• _ЦЕЛЬ ЗАДАНИЯ_
Пожалуйста, перепечатайте без изменений часть фрагмента об отношениях истории и истории искусства, начиная со слов «Да, такие отношения» и заканчивая словами «искусства или философией.».

Уже упомянутый справочник начинается с констатации Жаном-Мишелем Леньо отсутствия диалога между историей и историей искусства, даже своего рода научного аутизма[6]. Жером Баше и Доминик Риго говорят о "подозрительности и ревности"[7]. Вы разделяете этот пессимизм?

 

Да, такие отношения в некоторой степени сохранились, но я думаю, что речь идет не об интеллектуальном делении, а скорее об академическом. Это не раздел, связанный с методами, сознательным интеллектуальным выбором, – частично это связано с различием научных карьер, то есть разные студенты идут в разные школы. Историки искусства во Франции проходят через такие специализированные школы, как Школа Лувра, Институт изучения культурного наследия (Institut du Patrimoine), историки же проходят через историю и географию, потому что это, как всем известно, спрашивается с них на госэкзаменах, а не история в сочетании с философией, которая привела бы их к эстетике и теологии, и не история искусства. В других странах, Германии, Швейцарии, выбор шире: многие изучают историю вместе с историей искусства или философией.

Недоверие сохраняется, но уменьшается, например, в последние годы прошли выставки, объединившие историков, философов и историков искусства. Музеи поручают организацию выставок университетским преподавателям. Возьмем, к примеру, жюри Школы изучения культурного наследия, назначающее хранителей музеев. Председатель научного совета - Жан-Клод Шмитт, историк, постоянно работающих с изображениями. Потихоньку предубеждения исчезают, но должно пройти поколение таких людей, как Жан Вирт, Жером Баше, Жан-Клод Шмитт, Анни Дюпра и я сам, прежде чем происходящие сегодня изменения стали свершившимся фактом.

 

А что Вы думаете о смешанных магистерских программах "история-история искусства", уже существующие во Франции, например, в университетах Гренобль 2 и Лион 2?

 

Да, я думаю, что это хорошая идея, так как некоторые сюжеты или темы, некоторые типы проблем могут быть хорошо сформулированы только при междисциплинарном подходе. Например, если речь идет о портретах короля или о политической пропаганде, мы видим, что упрощения и наивности можно избежать только тогда, когда исследователь всерьез владеет языком обеих дисциплин, а не просто, как самоучка, заимствует идеи и названия. Для этого необходимо соответствующее многолетнее образование, невозможно превратиться в историка искусства или в теолога. Для меня, например, имело большое значение то, что, будучи аспирантом, я слушал курсы по истории искусства в Германии и Италии в течение нескольких лет, прежде чем взяться за освоение историографии.

• _ИСХОДНЫЕ ДАННЫЕ_
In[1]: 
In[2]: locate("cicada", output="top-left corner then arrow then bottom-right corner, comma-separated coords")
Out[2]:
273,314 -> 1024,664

• _РЕШЕНИЕ ЗАДАНИЯ_
Да, такие отношения в некоторой степени сохранились, но я думаю, что речь идет не об интеллектуальном делении, а скорее об академическом. Это не раздел, связанный с методами, сознательным интеллектуальным выбором, – частично это связано с различием научных карьер, то есть разные студенты идут в разные школы. Историки искусства во Франции проходят через такие специализированные школы, как Школа Лувра, Институт изучения культурного наследия (Institut du Patrimoine), историки же проходят через историю и географию, потому что это, как всем известно, спрашивается с них на госэкзаменах, а не история в сочетании с философией, которая привела бы их к эстетике и теологии, и не история искусства. В других странах, Германии, Швейцарии, выбор шире: многие изучают историю вместе с историей искусства или философией.